GIVEN TASK -> Below is the data. Give it again, complete and exact.

GIVEN DATA ->
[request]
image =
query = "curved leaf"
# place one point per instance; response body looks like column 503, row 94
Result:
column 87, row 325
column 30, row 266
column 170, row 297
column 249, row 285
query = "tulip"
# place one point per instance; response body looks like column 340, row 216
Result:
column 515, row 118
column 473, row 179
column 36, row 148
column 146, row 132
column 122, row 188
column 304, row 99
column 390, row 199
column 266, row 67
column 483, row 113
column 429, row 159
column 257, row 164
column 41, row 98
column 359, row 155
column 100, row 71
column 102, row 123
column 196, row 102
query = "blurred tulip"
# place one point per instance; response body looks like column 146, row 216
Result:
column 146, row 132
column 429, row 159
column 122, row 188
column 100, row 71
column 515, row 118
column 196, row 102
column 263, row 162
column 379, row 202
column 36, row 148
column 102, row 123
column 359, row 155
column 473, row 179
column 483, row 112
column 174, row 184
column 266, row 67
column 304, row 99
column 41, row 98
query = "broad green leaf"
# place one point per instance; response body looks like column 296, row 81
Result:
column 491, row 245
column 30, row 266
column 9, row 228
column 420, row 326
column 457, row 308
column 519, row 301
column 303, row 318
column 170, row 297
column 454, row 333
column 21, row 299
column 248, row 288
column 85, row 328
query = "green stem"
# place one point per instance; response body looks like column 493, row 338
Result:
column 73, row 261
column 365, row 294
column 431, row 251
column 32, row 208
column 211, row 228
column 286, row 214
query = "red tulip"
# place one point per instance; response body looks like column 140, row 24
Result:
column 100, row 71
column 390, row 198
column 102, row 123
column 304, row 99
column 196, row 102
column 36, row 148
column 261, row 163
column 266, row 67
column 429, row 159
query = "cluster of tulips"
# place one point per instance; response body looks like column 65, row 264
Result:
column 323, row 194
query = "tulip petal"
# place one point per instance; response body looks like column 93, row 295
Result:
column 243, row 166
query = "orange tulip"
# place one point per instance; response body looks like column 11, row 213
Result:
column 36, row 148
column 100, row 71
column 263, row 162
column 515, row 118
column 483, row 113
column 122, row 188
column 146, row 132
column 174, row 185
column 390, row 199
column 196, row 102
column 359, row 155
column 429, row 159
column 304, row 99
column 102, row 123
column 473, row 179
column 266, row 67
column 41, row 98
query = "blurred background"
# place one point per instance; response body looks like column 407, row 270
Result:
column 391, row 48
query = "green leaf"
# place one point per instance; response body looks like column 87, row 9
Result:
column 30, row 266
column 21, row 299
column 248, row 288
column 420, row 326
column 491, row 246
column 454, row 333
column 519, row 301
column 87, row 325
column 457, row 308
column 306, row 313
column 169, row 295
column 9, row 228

RESPONSE TO THE TASK ->
[request]
image =
query = "curved leaf"
# place one point per instance; response body looks like column 503, row 94
Result:
column 87, row 325
column 30, row 266
column 170, row 297
column 249, row 285
query = "tulip"
# place one point per instance; response body looks like column 340, row 216
Result:
column 515, row 118
column 473, row 179
column 36, row 148
column 146, row 132
column 122, row 188
column 304, row 99
column 390, row 199
column 266, row 67
column 483, row 113
column 429, row 159
column 257, row 164
column 41, row 98
column 359, row 155
column 100, row 71
column 102, row 123
column 196, row 102
query = "blurred tulip"
# place one point per instance; response body looks like column 146, row 216
Result:
column 146, row 132
column 429, row 159
column 122, row 188
column 100, row 71
column 515, row 118
column 196, row 102
column 263, row 162
column 379, row 202
column 36, row 148
column 102, row 123
column 359, row 155
column 473, row 179
column 483, row 112
column 174, row 184
column 266, row 67
column 304, row 99
column 41, row 98
query = "broad green leaf"
# place one point per instance; response body looks like column 296, row 81
Result:
column 491, row 245
column 30, row 266
column 9, row 228
column 420, row 326
column 457, row 308
column 519, row 301
column 303, row 318
column 170, row 297
column 454, row 333
column 21, row 299
column 248, row 288
column 85, row 328
query = "green stem"
# place one point per instance; response body looks like column 493, row 338
Result:
column 73, row 261
column 365, row 294
column 431, row 251
column 32, row 208
column 211, row 228
column 286, row 214
query = "red tulip"
# place one point per instance; response body looks like column 140, row 24
Result:
column 100, row 71
column 390, row 198
column 102, row 123
column 304, row 99
column 196, row 102
column 36, row 148
column 261, row 163
column 266, row 67
column 429, row 159
query = "cluster of tulips"
# place one point per instance; response body looks like column 65, row 264
Result:
column 323, row 194
query = "tulip petal"
# place one point per instance; response body looks like column 93, row 295
Result:
column 243, row 166
query = "orange tulip"
# place one point per instance; response body looks like column 11, row 213
Result:
column 36, row 148
column 100, row 71
column 263, row 162
column 515, row 118
column 483, row 113
column 122, row 188
column 146, row 132
column 174, row 185
column 390, row 199
column 196, row 102
column 359, row 155
column 429, row 159
column 304, row 99
column 102, row 123
column 473, row 179
column 266, row 67
column 41, row 98
query = "blurred background"
# place one point per instance; response body looks like column 407, row 270
Result:
column 391, row 48
query = "green leaf"
# place one point per instance; response body looks like column 87, row 9
Result:
column 30, row 266
column 21, row 299
column 248, row 288
column 420, row 326
column 491, row 246
column 454, row 333
column 519, row 301
column 87, row 325
column 457, row 308
column 306, row 313
column 169, row 295
column 9, row 228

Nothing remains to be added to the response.